* Objective
Write the next part of the P. Jayarajan biography below, picking up after its final sentence.

* Selected excerpt
____________

Secretary, CPI(M) Kannur District Committee
- In office 13 December 2010 – 11 March 2019
- Succeeded by: M. V. Jayarajan

Member of Kerala Legislative Assembly
- In office 2001–2011
- Preceded by: K. K. Shailaja
- Succeeded by: K. P. Mohanan
- Constituency: Kuthuparamba

Personal details
- Born: 27 November 1952 (age 73) Kadirur, Kannur, Madras State, India
- Party: Communist Party of India (Marxist)
- Spouse: Yamuna T. P.
- Children: 2
- Parent(s): Kunhiraman Deviamma
- Relatives: P. Sathidevi (sister)

= P. Jayarajan =

CPM State Committee Member

P. Jayarajan (born 27 November 1952) is a member of the CPI(M) Kerala state committee and former member of the Kerala Legislative Assembly who represented Koothuparamba constituency from 2001 to 2011. He served as the secretary of CPI(M) Kannur District Committee from 2010 until he was replaced by M.V. Jayarajan in March 2019. In March 2019 he was named the LDF candidate from Vatakara for the 2019 Indian General Elections. He is elelected to Kerla State Secretariat from 15-09-2026.

____________

* Entries supplied
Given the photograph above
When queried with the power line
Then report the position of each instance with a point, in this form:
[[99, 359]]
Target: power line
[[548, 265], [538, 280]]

____________

* Written answer
== Personal life ==
P. Jayarajan was born on 27 November 1952 to Kunhiraman and Deviamma at Kadirur. Jayarajan's wife Yamuna is the secretary of Kuthuparamba Cooperative Rural Bank, and they have two sons. He is the brother of P. Sathidevi, CPI(M) state committee member and former MP from Vadakara. She is serving as the chairperson of Kerala Women's Commission since 1 October 2021.

== Political career ==
Jayarajan's entry to politics was through the students’ movement. He served as the district secretary and president of the SFI. He became a member of the CPI(M) in 1972, and went on to serve as its Koothuparamba area secretary for 10 years. He was then elected to the CPI(M) Kannur district secretariat, and later, in 1998, to the state committee. In CPI(M) extended state committee in 2026 he elected to the state secretariat.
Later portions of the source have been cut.